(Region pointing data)
- Opening Delimiter -
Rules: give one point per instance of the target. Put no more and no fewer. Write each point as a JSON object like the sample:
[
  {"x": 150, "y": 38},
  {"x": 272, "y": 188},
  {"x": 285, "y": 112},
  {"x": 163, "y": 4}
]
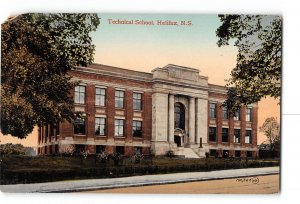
- Closing Delimiter -
### EXERCISE AIM
Reproduce every record above word for word. Leave the pictures out.

### RESPONSE BELOW
Rules: give one point per instance of the target. Put no more and no fewer. Write each point as a JSON object like the sample:
[
  {"x": 150, "y": 38},
  {"x": 272, "y": 188},
  {"x": 285, "y": 112},
  {"x": 163, "y": 4}
]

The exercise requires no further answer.